* [GESTELLTE AUFGABE A]:
Beantworte zum Text über den Anrufbeantworter folgende Fragen:
(i) Welcher neudeutsche Ausdruck wird für den Anrufbeantworter angeführt?
(ii) Wodurch entsteht laut Text der Schaden, den der Anrufbeantworter im Geschäftsleben anrichtet?
(iii) Als was wird der Anrufbeantworter für Anrufer bezeichnet?

* [VORLIEGENDER TEXT]:
··········
Der Fluch des Anrufbeantworters
Wie eine gut gemeinte Technologie geholfen hat, die Überlastung im Office anzuheizen
Der Anrufbeantworter — neudeutsch: die Mailbox — gilt gemeinhin als segensreiche Erfindung. Für die Anrufer hat er vergeblichen Anrufe bei besetzten Leitung oder Abwesenheit ein Ende gemacht. Für die Angerufenen versprach er Seelenfrieden, weil sie sich darauf verlassen konnten, nun keinen Anruf mehr zu verpassen; sie wurden mit dem Anrufbeantworter ständig erreichbar. Endlich konnte sich jeder eine persönliche, wenn auch sehr einfache automatisierte Assistenz leisten.
Der Anrufbeantworter sollte eine win-win Technologie sein.
Doch das Gegenteil ist eingetreten.
Zumindest im Geschäftsleben ist der Anrufbeantworter ein Fluch. Ich will nicht abstreiten, dass er hier und da nützlich ist; doch diese Nützlichkeit scheint mir in keinem Verhältnis mehr zum Schaden zu stehen, den er erzeugt. Der entsteht dadurch, dass der Anrufbeantworter das Verhältnis zwischen Anrufer und Angerufenem asymmetrisch macht.
Des einen Entlastung, des anderen Belastung
Vor dem Anrufbeantworter konnten Anrufer ihr Anliegen dem Angerufenen nur vortragen, wenn sie ihn erreichten. Beide Seiten waren damit auf Augenhöhe. Eine Frage oder Aufforderung konnte nur im Rahmen einer synchronen Verhandlung übergeben werden. Wer nicht erreichbar war, musste nicht gewärtigen, ungefragt eine Aufgabe übertragen zu bekommen.1
Das änderte sich schlagartig und radikal mit dem Anrufbeantworter: Von nun an konnte jeder Anrufer jederzeit jedes Anliegen auf dem Anrufbeantworter hinterlassen, ohne sich mit unmittelbarem Widerstand auseinandersetzen zu müssen.
Natürlich wäre es einerseits schöner, auf eine Frage sofort eine Antwort zu bekommen. Aber wenn der Angerufene schon nicht erreichbar ist, spart der Anrufer sich zumindest weitere Versuche, ihn zu erreichen. Er hinterlässt schlicht seine Frage und wartet geduldig auf die Antwort. Und falls das Anliegen ohnehin nicht sofort in einem Gespräch befriedigt werden kann, entsteht für ihn noch weniger Schaden.
Für Anrufer ist der Anrufbeantworter ein Geschenk des Himmels. Er verspricht ihnen sofortige Entlastung. Was auch immer sie im Sinn haben, können sie auf den Anrufbeantworter abladen. Er widerspricht nicht, er urteilt nicht; er hört schweigend, geflissentlich zu und zeichnet auf. Und das versprechen, dass seinem Betrieb durch den Angerufenen innewohnt ist: Was Anrufer auf dem Anrufbeantworter hinterlassen, wird selbstverständlich bearbeitet. Die Belastung, die durch Nachrichten auf dem Anrufbeantworter für den Angerufenen entsteht, kümmert den Anrufenden nicht. Er hat sich schon längst wieder anderen Dingen zugewandt.
··········
* [DIE EINTRÄGE]:
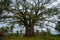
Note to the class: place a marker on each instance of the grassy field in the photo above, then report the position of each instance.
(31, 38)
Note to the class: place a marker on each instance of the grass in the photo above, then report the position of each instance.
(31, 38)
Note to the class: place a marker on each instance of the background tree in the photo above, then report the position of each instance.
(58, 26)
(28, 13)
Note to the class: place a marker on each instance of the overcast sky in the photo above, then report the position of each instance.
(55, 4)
··········
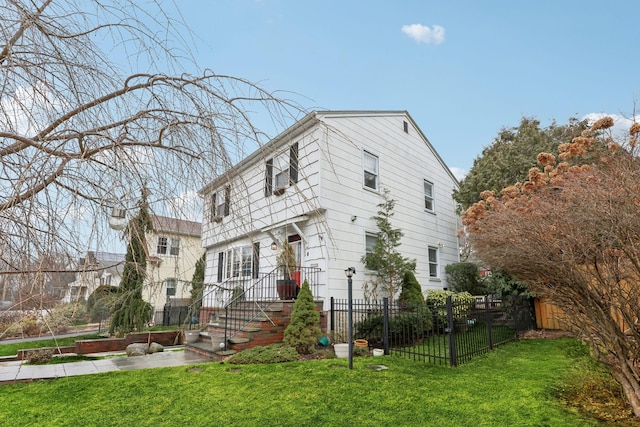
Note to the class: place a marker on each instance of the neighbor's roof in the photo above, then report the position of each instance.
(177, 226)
··········
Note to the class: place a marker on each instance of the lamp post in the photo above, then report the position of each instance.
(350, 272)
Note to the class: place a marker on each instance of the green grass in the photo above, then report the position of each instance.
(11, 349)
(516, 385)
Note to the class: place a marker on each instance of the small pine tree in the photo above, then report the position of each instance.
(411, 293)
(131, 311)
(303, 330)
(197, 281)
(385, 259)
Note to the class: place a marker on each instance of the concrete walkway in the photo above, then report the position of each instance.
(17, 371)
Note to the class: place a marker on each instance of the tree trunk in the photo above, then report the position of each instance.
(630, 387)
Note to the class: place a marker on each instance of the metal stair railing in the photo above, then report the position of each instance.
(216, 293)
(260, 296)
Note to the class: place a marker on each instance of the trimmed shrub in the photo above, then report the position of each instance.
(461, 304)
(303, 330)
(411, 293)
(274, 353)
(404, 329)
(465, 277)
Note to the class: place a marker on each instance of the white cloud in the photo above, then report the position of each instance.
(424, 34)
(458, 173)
··········
* [GESTELLTE AUFGABE B]:
Nenne bitte nur die Anzahl der Zeilen in den Einträgen, die das Wort „green“ enthalten.

* [ERGEBNIS A]:
(i) Die Mailbox.
(ii) Dadurch, dass er das Verhältnis zwischen Anrufer und Angerufenem asymmetrisch macht.
(iii) Als Geschenk des Himmels.

* [ERGEBNIS B]:
1